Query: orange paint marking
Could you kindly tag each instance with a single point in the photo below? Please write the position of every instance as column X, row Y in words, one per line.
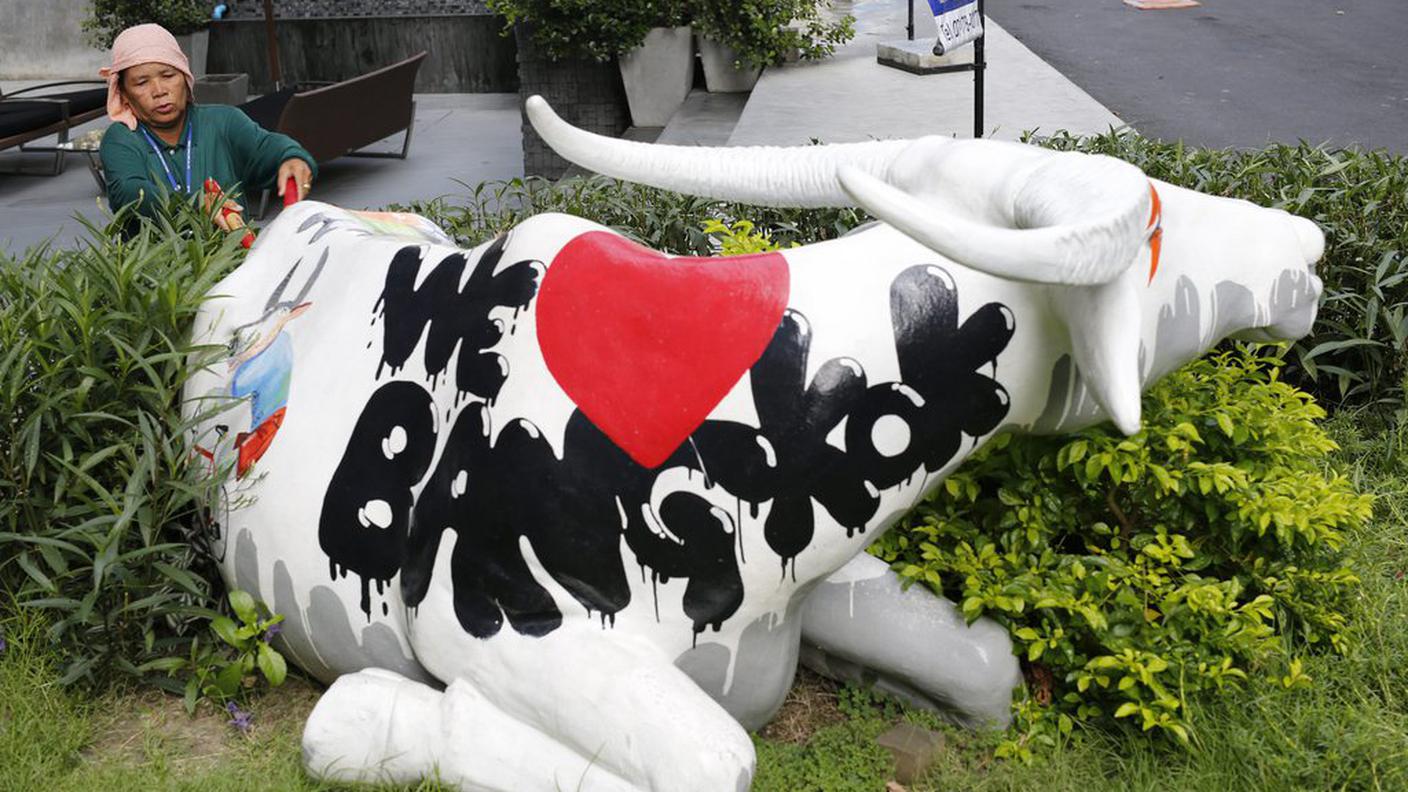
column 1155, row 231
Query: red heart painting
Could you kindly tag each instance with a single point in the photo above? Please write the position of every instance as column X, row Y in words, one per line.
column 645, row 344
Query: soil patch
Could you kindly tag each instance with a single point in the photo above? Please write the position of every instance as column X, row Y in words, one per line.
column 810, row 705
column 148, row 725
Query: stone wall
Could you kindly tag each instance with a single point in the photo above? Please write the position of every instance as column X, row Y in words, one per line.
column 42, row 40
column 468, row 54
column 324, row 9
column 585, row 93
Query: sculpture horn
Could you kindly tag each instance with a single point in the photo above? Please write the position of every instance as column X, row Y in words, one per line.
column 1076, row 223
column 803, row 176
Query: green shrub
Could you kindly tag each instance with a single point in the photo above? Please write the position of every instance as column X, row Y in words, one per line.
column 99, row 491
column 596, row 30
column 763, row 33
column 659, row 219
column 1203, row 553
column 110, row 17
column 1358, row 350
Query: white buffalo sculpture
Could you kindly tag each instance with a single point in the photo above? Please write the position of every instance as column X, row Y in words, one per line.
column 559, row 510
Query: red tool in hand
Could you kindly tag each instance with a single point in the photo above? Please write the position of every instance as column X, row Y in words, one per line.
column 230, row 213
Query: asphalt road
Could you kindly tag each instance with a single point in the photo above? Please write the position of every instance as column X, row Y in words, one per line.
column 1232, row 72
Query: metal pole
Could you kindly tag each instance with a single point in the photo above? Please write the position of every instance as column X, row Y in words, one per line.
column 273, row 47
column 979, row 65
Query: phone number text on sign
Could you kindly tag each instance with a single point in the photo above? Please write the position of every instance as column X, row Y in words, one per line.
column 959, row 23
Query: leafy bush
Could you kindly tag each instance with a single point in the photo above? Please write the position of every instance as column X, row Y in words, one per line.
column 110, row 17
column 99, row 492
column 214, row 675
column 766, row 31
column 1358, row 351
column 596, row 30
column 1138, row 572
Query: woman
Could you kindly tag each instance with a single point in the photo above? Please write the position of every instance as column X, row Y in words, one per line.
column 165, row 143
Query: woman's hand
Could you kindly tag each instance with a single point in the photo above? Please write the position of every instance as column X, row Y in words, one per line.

== Work item ==
Check every line in the material above for the string "sculpture", then give only the number of lines that have it.

== Output ==
2